━━━ Text block ━━━

This is the ideological basis of Dimasa’s political scheme to turn the
whole of North Cachar Hills and Cachar district into their own homeland as Dima
Hilali (Golden Land of Dimasa). In this connection, they also submitted a memorandum
to Shri P.V. Narasimha Rao, prime minister of India. In support of the
memorandum, G.C.Langthasa, A.H. and Veti. minister, made an open declaration in
1993 at Harangajao by saying that “Now the time is ripe to demand for Dimaraji
and the demand for autonomous state is over.” With the formal establishment of
the Dimaraji Revival Demand Committee (DRDC) and its armed wing, Dima Halam
Daoga (DHD) in 1994, the movement soon gained momentum and even assumed violent
character[6].
Initially, the movement was launched ostensibly with the support of NSCN-IM
cadres.
The demand for Dimaraji was based on
the policy of Dimasaisation of other ethnic groups in the two districts. The
very attempt of changing even the name of the present district as “Dima Hilali”
against the wishes of other members in the council in December, 2002 was a
clear violation of the fundamental rights of the minority groups and it shook
the very basic democratic structure which was the foundation of Indian
constitution. All the non-Dimasa members opposed the bill tooth and nail and
the Dimasa leadership alleged that the Hmar representatives were primarily responsible
for this legislative debacle. Thus much to the surprise of Hmars, the DHD
leadership began to initiate and intensify what is known as the ‘Hmar ethnic cleansing
operation’ since 1988. The methods adopted for this ethnic cleansing are: force
collection of tax from every household of Hmars at the rate of Rs.200 annually;
imposition of fine to the tune of Rs.25 lacs to some selected Hmar family; and
intimidation or kidnapping[7]. The
above stated facts clearly show that the violence which triggered off since 26 February, 2003 was not
the root cause, but the product of the narrow and long-standing political scheme
hatched by the Dimasa leaders for the last ten years or so.

━━━ Stored records ━━━

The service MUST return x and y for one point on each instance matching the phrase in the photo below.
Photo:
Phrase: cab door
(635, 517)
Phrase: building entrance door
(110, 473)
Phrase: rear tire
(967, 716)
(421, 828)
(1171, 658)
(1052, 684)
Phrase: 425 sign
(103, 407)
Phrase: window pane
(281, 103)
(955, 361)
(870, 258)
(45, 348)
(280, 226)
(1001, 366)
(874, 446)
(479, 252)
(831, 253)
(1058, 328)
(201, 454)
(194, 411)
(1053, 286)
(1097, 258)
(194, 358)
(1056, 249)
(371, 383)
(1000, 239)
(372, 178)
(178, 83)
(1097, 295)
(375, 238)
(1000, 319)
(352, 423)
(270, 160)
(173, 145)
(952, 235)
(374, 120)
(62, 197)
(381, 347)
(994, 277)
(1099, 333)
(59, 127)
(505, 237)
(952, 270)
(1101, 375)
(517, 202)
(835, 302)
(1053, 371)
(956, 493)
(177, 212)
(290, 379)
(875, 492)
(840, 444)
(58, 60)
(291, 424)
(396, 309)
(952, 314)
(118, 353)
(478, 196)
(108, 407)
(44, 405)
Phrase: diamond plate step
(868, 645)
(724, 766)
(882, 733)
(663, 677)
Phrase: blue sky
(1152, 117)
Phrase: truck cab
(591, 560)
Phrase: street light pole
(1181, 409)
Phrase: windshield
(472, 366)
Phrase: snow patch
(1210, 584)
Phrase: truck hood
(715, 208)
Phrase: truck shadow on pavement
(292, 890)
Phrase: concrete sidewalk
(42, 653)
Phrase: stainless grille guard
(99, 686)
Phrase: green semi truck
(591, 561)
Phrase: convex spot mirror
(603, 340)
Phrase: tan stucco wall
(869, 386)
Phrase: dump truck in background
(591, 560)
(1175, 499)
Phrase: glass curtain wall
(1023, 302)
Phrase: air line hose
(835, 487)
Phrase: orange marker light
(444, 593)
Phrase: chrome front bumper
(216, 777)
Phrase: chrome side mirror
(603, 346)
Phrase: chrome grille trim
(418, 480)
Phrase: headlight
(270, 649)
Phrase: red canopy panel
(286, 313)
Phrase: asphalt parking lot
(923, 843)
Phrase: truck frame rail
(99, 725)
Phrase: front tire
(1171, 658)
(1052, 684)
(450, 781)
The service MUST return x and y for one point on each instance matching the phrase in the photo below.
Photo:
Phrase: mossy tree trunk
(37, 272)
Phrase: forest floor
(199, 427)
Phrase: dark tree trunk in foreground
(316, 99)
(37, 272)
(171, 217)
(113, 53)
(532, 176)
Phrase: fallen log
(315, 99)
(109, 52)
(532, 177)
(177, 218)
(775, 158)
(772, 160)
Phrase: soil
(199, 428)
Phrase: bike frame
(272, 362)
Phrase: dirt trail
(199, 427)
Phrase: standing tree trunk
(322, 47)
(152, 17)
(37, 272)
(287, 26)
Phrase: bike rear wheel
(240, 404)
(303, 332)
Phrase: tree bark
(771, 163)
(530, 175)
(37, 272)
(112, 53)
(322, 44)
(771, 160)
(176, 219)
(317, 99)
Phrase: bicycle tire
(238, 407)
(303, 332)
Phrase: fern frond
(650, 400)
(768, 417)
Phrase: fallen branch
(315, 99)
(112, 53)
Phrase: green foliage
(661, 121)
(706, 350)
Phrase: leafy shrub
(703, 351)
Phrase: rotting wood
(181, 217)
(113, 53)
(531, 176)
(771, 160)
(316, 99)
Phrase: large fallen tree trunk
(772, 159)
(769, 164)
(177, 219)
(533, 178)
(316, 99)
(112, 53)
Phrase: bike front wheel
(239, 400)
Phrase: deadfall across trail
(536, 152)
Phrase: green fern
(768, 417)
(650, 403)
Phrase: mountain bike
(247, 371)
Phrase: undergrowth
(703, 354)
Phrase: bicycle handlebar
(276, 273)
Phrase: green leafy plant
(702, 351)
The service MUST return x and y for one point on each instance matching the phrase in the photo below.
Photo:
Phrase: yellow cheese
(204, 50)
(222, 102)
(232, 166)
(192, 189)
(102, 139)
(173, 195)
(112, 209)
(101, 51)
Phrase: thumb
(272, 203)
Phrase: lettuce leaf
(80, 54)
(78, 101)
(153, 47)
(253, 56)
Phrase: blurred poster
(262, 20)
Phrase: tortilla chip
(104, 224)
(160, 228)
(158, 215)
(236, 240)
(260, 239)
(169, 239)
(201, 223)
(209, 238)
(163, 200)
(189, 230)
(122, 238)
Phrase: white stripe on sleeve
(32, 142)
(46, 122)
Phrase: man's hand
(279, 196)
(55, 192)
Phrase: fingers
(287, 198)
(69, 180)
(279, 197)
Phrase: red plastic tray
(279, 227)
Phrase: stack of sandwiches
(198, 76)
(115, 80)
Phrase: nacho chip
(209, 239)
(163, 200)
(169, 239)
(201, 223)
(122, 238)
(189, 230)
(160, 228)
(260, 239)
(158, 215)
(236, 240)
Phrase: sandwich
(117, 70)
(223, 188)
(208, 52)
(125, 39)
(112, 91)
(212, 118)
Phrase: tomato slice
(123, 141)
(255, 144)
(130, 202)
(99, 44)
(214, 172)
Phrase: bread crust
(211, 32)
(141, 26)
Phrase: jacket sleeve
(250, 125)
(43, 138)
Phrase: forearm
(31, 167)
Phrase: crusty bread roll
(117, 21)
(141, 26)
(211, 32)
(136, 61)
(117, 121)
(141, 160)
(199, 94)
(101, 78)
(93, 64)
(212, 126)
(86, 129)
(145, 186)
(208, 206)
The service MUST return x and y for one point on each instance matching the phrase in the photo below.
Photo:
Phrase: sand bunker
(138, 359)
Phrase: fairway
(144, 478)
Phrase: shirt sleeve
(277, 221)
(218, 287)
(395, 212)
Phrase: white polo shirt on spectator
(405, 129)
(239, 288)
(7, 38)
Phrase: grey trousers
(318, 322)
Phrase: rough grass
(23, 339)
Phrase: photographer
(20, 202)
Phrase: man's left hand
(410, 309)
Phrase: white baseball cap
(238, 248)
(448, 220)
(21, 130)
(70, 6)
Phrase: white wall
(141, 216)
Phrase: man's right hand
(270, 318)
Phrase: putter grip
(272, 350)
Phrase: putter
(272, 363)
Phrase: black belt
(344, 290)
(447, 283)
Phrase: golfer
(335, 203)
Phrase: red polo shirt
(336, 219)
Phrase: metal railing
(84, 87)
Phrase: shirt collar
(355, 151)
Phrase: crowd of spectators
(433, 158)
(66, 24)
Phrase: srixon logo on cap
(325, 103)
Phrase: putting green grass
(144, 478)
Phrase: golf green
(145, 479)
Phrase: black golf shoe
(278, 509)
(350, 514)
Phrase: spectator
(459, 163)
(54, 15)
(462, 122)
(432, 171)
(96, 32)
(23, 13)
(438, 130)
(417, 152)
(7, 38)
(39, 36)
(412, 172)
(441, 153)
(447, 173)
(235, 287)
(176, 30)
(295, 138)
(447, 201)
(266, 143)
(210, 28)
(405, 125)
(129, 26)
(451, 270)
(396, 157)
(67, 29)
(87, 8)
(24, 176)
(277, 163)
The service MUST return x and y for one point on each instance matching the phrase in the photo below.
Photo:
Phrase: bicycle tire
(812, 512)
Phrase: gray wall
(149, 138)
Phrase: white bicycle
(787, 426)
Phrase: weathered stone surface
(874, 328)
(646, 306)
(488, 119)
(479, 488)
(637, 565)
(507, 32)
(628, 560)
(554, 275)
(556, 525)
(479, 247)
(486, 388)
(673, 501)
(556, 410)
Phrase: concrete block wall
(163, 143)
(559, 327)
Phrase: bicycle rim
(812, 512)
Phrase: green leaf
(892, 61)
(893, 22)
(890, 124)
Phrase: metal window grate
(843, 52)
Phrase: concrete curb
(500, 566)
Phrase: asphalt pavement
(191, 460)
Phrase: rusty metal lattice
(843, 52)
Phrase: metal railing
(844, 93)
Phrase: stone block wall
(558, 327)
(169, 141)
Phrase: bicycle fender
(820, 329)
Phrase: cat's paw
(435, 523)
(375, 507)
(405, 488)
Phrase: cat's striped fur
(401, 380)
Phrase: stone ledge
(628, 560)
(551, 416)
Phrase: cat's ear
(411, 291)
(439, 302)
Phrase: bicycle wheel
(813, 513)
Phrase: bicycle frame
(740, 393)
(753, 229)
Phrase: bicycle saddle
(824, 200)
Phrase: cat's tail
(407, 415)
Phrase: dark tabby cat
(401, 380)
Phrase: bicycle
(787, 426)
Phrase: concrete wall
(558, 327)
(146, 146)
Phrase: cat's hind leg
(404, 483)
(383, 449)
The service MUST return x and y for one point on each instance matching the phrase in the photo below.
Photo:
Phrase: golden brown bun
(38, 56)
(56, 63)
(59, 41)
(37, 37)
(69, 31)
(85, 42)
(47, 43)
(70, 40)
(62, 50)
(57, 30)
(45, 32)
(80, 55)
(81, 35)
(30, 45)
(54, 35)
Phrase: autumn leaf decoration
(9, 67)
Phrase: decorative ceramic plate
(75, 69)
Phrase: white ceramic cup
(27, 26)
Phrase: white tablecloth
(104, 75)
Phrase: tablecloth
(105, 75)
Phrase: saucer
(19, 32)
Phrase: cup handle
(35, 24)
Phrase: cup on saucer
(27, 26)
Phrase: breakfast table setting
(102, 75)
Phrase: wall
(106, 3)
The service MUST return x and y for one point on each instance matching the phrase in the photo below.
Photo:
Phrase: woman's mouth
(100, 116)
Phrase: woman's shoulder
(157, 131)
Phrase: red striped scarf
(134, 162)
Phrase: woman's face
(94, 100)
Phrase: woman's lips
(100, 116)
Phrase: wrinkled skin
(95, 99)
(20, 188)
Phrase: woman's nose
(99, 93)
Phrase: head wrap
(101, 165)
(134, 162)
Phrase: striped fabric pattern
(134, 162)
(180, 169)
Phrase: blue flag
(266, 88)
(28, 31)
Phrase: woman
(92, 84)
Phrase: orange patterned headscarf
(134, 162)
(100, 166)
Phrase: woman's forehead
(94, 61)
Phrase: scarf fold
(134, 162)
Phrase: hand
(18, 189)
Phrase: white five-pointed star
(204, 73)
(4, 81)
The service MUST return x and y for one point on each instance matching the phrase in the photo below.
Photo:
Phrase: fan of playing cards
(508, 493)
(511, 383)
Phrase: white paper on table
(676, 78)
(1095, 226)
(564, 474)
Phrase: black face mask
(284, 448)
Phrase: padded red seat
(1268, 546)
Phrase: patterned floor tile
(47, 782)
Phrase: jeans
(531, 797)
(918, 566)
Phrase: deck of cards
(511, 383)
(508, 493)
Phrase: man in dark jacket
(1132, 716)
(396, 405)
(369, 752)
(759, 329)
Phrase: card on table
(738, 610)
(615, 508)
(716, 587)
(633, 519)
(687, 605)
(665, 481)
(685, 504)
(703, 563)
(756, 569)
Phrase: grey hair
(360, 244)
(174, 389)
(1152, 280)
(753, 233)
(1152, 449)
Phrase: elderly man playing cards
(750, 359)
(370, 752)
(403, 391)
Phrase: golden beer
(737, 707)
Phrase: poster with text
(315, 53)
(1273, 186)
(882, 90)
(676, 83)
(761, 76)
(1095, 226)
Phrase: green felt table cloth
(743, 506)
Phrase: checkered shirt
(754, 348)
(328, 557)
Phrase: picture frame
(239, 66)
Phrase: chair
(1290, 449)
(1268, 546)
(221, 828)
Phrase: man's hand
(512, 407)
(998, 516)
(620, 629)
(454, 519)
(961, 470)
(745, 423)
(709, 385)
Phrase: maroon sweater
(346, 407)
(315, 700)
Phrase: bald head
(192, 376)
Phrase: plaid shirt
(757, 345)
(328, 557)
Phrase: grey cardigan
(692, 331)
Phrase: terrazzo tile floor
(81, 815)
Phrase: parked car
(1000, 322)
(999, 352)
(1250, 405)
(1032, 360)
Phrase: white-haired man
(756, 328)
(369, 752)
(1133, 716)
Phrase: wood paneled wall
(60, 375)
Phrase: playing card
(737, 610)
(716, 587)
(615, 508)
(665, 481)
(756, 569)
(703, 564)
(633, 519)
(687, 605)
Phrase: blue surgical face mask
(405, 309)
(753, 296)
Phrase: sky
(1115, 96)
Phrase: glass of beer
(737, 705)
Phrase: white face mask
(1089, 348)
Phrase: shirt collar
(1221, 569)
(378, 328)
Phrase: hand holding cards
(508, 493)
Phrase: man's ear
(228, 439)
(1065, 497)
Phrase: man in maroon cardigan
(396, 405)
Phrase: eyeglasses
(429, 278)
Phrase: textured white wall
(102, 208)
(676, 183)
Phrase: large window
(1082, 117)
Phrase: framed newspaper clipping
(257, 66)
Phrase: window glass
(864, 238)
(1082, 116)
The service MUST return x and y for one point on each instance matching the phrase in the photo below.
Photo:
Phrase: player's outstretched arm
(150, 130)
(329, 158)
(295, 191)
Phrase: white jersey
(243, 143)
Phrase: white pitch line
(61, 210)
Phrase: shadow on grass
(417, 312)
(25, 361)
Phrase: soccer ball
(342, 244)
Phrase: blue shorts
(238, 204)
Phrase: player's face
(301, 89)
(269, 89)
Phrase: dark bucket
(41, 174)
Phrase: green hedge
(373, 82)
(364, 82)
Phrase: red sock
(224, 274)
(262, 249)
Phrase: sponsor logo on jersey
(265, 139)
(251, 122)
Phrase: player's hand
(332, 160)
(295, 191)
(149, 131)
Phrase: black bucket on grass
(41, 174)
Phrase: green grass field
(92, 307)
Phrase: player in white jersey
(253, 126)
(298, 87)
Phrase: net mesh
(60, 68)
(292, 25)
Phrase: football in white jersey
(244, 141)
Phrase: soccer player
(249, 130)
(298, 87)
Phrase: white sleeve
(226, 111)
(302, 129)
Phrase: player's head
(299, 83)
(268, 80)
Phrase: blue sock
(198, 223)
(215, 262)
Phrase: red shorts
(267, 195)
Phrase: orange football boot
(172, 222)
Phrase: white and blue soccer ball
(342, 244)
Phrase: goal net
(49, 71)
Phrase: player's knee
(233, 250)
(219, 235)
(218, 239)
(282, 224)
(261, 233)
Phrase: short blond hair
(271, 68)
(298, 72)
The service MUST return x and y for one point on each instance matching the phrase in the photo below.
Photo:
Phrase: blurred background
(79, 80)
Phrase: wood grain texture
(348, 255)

━━━

Repeat the Dimaraji passage word for word, starting at the words "This is the" and stopping after "character[6].". The rows are separate material with no connection to the Dimaraji passage.

* Reply to the exercise
This is the ideological basis of Dimasa’s political scheme to turn the
whole of North Cachar Hills and Cachar district into their own homeland as Dima
Hilali (Golden Land of Dimasa). In this connection, they also submitted a memorandum
to Shri P.V. Narasimha Rao, prime minister of India. In support of the
memorandum, G.C.Langthasa, A.H. and Veti. minister, made an open declaration in
1993 at Harangajao by saying that “Now the time is ripe to demand for Dimaraji
and the demand for autonomous state is over.” With the formal establishment of
the Dimaraji Revival Demand Committee (DRDC) and its armed wing, Dima Halam
Daoga (DHD) in 1994, the movement soon gained momentum and even assumed violent
character[6].